Page text: Begin

The Fourth Seal Broken
The three opened seals have so far revealed that there will be trouble for the world and the church from anti-Christ authorities with ambitions of global domination, warmongering leaders intent on disturbing local and global peaceful relationships and inciting groups of people to butcher each other, and economic uncertainty with inflation and high food prices. The fourth seal, when broken, led to a fourth seraph calling another drama onto the stage of John's vision. It reeked of death.
The horse was ghostly pale in colour: its rider was named, 'Death'. John saw that Hades was following closely behind. This is not death by war necessarily, as it includes death by plague as often happened as God's punishment of the Israelites during their wilderness wanderings (Exodus 32:35); and also during the dark days of the Divided Kingdom (1 Kings 8:33-39). It includes microbiological infections, 'natural' disasters such as earthquakes, tsunamis, volcanic eruptions; also massive food shortages, drying up of rivers and the poisoning of water supplies; also the effects of radiation. Many will die and go to Hades. The use of 'Hades' (the Greek equivalent of the Hebrew 'Sheol') indicates that this is the dark, God-forsaken place of the dead which is different from 'paradise' (Luke 23:43) or 'Abraham's bosom' (Luke 16:22-23). Hades is the place of the unrepentant, unsaved dead who are awaiting judgement when Christ returns.

Page text: End
Data section: Begin

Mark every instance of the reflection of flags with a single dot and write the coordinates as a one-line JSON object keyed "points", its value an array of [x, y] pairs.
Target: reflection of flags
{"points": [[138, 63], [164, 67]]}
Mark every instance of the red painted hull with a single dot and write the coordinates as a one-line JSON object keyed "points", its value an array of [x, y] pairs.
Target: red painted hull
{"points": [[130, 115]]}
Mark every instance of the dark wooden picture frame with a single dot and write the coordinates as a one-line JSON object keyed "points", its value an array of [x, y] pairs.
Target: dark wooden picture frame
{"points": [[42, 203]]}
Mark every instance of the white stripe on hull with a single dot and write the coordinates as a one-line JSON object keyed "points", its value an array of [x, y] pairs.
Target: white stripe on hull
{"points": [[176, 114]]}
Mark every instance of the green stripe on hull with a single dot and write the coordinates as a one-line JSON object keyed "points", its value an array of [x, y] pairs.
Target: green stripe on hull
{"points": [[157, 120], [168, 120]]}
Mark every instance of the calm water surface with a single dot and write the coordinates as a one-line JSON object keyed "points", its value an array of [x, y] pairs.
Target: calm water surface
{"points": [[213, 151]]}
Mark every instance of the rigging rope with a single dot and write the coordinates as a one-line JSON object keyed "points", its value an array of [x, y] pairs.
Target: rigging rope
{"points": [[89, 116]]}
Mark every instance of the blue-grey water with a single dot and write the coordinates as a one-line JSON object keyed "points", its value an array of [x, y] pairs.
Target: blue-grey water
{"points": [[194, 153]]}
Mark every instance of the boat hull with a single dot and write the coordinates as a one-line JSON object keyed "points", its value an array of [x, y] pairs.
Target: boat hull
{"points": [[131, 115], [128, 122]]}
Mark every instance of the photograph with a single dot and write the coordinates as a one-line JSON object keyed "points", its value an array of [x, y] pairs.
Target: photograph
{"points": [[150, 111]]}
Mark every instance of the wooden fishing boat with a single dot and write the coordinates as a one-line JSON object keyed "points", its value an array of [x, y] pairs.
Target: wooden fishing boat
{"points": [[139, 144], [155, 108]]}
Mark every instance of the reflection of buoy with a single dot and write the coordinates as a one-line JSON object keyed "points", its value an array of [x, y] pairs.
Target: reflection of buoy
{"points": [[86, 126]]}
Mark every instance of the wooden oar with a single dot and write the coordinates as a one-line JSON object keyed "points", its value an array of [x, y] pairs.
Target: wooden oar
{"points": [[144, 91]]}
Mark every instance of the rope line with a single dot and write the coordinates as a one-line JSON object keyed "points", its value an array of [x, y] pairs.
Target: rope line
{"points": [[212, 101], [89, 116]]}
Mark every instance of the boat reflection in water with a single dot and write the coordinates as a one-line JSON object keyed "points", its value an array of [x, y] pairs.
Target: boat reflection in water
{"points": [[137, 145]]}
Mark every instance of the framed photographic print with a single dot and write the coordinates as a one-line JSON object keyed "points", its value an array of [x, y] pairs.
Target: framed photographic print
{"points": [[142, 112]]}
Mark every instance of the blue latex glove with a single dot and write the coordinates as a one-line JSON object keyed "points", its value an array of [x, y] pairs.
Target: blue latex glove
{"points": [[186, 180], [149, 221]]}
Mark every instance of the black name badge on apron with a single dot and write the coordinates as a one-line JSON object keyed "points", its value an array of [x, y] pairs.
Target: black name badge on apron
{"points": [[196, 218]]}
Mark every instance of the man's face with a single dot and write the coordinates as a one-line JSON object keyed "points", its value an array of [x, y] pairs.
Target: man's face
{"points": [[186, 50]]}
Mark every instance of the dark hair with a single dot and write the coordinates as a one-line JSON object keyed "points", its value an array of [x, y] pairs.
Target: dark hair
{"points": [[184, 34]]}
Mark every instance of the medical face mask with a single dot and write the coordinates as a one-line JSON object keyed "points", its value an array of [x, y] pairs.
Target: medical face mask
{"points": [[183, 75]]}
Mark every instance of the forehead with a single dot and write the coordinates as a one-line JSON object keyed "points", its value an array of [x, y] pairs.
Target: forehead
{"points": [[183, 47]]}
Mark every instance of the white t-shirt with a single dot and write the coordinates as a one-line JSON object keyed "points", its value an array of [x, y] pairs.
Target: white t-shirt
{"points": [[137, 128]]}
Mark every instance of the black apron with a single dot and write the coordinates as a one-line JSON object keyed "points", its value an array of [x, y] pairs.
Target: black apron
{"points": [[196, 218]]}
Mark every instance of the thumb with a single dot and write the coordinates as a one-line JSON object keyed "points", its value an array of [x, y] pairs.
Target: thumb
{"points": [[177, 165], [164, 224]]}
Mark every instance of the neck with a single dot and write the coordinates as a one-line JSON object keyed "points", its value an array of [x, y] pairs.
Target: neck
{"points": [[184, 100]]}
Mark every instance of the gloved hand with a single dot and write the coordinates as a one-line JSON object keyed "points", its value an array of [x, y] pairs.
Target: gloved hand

Data section: End

Requirement 1: Using the passage on the fourth seal, decide whether each statement agrees with it, answering yes or no and quoting the words that settle it: (a) The horse of the fourth seal is pale and its rider is called Death. (b) The death under this seal is limited to death by war. (c) Hades is the same place as paradise.
Requirement 2: From the passage on the fourth seal, output the stretch from "The Fourth Seal Broken" through "reeked of death.", copied word for word.
Rely only on the passage about the fourth seal, not on the records.

Answer space 1:
(a) Yes: "The horse was ghostly pale in colour: its rider was named, 'Death'."
(b) No: "This is not death by war necessarily"
(c) No: "which is different from 'paradise' (Luke 23:43)"

Answer space 2:
The Fourth Seal Broken
The three opened seals have so far revealed that there will be trouble for the world and the church from anti-Christ authorities with ambitions of global domination, warmongering leaders intent on disturbing local and global peaceful relationships and inciting groups of people to butcher each other, and economic uncertainty with inflation and high food prices. The fourth seal, when broken, led to a fourth seraph calling another drama onto the stage of John's vision. It reeked of death.